#CLIMATE SHACK di Alterazioni Video, un dispositivo di meta apprendimento

Climate Shack sta per ‘Capanna climatica’. Un piccolo edificio che il pluripremiato collettivo artistico Alterazioni Video ha realizzato nel Triennio in Arti visive dell’Accademia Unidee di Biella.

di: Francesco Monico

Climate Shack sta per ‘Capanna climatica’. Un piccolo semplice edificio fatto di pezzi di legno, metallo o altri materiali, che il pluripremiato collettivo artistico Alterazioni Video ha realizzato all’interno del suo corso nel Triennio in Arti visive per la trasformazione sociale dell’Accademia Unidee di Biella.  E’ un dispositivo e una metafora. In quanto dispositivo realizza uno spazio didattico creato dai docenti e dai discenti uniti.

= = = = =

▸ CONSEGNA SCRITTA 1
Trascrivi alla lettera il passo del testo su Climate Shack da "di: Francesco Monico" a "dai discenti uniti.".
▸ CONSEGNA SCRITTA 2
Converti in una tabella Markdown con le colonne N. e Riga le righe dei record dalla riga con "point: woman in" fino alla fine dei record, numerandole e tralasciando quelle vuote.

= = = = =

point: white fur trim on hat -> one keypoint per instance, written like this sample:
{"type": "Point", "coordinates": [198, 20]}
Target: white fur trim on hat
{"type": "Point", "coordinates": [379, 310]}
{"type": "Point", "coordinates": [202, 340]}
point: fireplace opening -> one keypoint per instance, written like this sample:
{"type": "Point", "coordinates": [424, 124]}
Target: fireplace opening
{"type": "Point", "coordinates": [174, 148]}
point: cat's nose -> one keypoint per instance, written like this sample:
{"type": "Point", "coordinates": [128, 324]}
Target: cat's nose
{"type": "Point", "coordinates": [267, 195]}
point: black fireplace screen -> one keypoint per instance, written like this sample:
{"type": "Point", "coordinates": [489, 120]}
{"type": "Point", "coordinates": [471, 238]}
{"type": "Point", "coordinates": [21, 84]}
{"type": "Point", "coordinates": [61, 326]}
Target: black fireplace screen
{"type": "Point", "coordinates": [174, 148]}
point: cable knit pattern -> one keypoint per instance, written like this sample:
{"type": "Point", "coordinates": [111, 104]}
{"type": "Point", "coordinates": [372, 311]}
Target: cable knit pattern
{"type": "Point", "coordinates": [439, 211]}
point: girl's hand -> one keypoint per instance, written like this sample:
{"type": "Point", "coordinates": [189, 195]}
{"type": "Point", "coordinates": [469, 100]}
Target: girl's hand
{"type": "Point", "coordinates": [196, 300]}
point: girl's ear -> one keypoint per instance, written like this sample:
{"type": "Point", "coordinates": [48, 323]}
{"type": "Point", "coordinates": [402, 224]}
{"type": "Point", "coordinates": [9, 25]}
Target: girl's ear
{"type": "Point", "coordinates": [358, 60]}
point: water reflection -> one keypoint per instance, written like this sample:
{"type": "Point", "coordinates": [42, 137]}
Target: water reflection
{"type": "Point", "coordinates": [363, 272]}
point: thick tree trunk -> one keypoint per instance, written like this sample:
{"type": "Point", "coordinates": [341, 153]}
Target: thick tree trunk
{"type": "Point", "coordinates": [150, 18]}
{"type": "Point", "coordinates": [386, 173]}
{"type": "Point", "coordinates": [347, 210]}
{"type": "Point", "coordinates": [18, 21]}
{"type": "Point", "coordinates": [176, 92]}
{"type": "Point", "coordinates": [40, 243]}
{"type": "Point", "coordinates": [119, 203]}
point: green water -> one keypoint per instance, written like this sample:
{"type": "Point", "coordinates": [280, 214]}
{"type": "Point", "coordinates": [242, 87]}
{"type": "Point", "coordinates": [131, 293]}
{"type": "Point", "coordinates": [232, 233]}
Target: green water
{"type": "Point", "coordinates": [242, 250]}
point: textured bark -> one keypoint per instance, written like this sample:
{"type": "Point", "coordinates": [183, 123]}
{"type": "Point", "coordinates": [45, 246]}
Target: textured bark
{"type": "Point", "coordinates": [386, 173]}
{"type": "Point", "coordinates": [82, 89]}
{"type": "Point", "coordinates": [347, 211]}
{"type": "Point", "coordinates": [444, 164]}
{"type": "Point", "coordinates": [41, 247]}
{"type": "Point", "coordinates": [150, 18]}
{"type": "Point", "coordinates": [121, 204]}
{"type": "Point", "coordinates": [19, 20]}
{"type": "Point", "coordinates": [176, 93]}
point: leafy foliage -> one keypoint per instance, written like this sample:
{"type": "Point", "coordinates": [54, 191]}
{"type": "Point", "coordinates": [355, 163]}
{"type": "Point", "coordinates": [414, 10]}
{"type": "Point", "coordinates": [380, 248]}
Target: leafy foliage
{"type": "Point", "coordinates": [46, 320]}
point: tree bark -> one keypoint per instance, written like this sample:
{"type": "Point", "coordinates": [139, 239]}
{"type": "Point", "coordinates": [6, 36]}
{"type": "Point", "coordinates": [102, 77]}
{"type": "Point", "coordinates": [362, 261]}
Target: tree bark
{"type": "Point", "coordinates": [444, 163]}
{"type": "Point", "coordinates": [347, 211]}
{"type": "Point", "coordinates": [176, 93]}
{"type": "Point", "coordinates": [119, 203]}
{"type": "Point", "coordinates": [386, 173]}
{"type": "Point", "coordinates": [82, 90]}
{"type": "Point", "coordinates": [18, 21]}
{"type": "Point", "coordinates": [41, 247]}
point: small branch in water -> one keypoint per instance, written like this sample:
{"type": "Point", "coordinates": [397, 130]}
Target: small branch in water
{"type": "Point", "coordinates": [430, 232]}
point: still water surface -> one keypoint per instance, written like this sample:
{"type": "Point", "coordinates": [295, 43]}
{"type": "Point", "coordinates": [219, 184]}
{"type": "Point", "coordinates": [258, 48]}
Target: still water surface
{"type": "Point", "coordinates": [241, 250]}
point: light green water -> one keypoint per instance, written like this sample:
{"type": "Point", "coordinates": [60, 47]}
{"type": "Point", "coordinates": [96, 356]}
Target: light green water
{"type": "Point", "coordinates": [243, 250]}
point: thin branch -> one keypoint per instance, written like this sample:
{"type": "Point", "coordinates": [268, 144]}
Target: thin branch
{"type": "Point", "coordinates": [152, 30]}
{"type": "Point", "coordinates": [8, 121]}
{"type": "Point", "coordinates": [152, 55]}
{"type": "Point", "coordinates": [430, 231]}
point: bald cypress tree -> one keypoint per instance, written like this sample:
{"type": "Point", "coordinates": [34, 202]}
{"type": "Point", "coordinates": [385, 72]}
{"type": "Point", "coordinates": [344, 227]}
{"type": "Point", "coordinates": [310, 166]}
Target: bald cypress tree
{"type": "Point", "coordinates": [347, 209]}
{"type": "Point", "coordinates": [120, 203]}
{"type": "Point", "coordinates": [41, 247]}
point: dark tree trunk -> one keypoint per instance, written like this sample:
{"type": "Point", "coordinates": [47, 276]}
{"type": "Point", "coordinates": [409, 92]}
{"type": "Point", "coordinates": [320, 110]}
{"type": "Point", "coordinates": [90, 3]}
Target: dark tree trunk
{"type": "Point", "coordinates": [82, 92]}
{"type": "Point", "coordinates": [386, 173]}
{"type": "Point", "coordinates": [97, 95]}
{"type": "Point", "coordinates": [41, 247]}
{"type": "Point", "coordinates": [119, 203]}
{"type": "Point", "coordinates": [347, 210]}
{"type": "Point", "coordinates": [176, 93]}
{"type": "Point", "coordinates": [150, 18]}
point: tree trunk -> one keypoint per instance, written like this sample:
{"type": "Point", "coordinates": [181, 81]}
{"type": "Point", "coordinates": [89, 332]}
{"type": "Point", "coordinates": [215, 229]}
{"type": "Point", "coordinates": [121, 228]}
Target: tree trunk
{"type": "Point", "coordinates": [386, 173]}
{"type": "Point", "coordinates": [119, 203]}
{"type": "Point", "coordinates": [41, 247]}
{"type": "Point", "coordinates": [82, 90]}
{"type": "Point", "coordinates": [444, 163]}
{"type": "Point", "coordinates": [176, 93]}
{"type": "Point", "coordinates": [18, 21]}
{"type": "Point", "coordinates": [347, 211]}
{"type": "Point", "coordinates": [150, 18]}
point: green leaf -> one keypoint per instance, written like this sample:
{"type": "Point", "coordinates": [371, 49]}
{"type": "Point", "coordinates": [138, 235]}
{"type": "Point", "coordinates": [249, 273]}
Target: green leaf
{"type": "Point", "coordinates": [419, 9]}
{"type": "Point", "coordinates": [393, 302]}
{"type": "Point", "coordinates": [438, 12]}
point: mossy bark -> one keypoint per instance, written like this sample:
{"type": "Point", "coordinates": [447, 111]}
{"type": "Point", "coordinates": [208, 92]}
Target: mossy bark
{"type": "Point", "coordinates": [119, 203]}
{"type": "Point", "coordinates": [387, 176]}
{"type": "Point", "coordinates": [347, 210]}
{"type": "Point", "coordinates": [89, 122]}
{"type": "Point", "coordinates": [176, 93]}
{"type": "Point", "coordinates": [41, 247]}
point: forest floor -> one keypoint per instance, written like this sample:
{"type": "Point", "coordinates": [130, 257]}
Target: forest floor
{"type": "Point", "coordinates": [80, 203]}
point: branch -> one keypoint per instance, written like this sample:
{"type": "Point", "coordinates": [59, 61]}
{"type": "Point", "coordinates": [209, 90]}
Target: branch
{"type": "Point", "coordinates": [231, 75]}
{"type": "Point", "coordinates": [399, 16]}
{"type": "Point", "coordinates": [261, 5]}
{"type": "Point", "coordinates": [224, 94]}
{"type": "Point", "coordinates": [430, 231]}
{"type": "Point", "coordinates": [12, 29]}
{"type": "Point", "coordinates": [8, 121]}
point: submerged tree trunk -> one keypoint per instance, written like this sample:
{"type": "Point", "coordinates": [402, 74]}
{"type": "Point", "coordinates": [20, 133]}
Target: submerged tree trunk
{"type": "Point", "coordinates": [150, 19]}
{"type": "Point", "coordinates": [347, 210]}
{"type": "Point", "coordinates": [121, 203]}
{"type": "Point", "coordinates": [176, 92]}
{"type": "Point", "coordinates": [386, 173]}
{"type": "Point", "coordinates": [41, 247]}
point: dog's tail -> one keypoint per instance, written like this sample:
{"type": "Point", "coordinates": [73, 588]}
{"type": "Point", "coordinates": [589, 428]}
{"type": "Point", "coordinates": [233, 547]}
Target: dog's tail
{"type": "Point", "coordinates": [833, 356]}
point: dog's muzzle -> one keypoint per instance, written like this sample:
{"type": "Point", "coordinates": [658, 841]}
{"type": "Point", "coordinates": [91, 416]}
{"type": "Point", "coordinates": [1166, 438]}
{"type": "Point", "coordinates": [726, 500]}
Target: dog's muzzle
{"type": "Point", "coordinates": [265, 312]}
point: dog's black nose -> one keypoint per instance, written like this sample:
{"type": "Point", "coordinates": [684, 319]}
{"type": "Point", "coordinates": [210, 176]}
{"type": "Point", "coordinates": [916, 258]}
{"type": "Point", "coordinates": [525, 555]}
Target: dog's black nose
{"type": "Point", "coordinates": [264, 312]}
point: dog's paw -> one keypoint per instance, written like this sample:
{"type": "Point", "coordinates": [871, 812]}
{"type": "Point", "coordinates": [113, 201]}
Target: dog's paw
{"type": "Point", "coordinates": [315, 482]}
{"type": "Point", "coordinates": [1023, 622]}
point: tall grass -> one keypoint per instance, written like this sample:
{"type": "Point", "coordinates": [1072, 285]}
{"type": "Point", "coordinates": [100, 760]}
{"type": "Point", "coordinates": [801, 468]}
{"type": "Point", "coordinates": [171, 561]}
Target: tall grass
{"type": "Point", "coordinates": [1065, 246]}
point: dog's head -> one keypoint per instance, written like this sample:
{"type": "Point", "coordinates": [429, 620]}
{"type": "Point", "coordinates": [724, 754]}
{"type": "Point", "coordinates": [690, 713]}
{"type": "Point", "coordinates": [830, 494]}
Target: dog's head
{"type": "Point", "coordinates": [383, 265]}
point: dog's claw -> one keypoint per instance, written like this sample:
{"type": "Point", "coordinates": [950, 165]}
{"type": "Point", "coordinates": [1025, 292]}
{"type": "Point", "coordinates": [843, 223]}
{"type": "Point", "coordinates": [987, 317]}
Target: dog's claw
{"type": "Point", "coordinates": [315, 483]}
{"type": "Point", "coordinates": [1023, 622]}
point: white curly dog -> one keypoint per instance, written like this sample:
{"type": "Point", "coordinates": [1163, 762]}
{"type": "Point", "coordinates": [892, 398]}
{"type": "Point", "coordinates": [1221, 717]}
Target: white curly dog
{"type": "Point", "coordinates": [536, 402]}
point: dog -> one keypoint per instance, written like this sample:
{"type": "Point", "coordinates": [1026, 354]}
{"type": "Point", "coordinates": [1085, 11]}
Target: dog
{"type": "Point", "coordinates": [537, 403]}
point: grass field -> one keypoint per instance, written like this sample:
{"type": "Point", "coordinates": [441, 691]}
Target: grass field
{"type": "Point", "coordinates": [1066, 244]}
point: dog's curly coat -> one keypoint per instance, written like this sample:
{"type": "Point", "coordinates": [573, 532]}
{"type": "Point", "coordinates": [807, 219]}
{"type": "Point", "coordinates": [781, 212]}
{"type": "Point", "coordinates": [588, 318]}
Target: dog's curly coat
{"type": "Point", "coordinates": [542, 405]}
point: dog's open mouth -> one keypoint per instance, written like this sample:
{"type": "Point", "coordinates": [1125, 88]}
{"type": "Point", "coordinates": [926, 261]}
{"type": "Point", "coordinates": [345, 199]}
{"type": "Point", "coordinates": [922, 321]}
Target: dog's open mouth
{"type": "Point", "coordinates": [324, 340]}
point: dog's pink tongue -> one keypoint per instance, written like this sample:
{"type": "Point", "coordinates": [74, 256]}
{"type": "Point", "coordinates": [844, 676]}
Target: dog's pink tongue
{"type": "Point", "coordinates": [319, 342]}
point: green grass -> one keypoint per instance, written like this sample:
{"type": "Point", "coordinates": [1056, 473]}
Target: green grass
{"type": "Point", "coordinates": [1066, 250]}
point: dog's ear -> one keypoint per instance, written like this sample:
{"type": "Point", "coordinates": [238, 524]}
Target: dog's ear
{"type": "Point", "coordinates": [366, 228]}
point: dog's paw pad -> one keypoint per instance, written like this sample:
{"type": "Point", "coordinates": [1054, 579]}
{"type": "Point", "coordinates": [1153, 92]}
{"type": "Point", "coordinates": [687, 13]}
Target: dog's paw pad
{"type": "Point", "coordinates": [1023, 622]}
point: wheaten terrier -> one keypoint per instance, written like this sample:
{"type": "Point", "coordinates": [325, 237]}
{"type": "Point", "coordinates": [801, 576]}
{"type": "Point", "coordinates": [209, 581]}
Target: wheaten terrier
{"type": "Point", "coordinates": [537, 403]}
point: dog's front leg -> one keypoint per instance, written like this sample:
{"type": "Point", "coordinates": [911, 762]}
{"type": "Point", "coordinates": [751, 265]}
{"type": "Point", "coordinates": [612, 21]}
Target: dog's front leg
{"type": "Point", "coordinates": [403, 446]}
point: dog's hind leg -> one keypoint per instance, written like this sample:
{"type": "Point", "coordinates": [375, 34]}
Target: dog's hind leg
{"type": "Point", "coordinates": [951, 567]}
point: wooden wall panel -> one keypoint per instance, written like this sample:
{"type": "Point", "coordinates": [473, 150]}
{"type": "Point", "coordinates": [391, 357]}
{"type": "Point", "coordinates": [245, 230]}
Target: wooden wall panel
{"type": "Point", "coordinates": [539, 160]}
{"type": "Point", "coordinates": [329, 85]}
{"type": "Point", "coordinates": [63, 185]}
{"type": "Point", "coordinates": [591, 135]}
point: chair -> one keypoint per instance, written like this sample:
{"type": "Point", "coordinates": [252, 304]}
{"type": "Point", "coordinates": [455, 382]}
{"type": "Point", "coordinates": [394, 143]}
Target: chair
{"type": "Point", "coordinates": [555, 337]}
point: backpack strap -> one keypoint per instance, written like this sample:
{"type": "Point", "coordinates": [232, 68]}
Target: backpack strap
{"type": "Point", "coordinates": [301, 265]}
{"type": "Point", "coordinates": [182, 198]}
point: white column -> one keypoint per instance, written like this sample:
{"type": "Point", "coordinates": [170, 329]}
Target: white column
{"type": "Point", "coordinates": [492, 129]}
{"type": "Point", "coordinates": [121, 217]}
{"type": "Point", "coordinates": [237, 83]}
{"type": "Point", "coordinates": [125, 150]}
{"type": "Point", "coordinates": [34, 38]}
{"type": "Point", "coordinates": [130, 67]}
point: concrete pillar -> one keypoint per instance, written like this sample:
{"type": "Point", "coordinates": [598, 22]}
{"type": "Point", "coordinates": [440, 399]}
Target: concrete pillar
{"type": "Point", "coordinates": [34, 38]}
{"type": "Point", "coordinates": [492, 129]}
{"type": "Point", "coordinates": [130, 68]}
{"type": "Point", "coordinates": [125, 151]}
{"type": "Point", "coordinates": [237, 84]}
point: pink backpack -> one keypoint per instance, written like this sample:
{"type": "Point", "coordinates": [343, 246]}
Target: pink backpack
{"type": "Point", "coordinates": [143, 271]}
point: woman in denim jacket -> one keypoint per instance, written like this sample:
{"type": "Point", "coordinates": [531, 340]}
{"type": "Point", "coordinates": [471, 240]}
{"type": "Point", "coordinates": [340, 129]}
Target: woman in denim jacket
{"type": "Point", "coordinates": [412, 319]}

= = = = =

▸ RISULTATO COMPLETO 1
di: Francesco Monico

Climate Shack sta per ‘Capanna climatica’. Un piccolo semplice edificio fatto di pezzi di legno, metallo o altri materiali, che il pluripremiato collettivo artistico Alterazioni Video ha realizzato all’interno del suo corso nel Triennio in Arti visive per la trasformazione sociale dell’Accademia Unidee di Biella.  E’ un dispositivo e una metafora. In quanto dispositivo realizza uno spazio didattico creato dai docenti e dai discenti uniti.

▸ RISULTATO COMPLETO 2
| N. | Riga |
|---|---|
| 1 | point: woman in denim jacket -> one keypoint per instance, written like this sample: |
| 2 | {"type": "Point", "coordinates": [531, 340]} |
| 3 | {"type": "Point", "coordinates": [471, 240]} |
| 4 | {"type": "Point", "coordinates": [340, 129]} |
| 5 | Target: woman in denim jacket |
| 6 | {"type": "Point", "coordinates": [412, 319]} |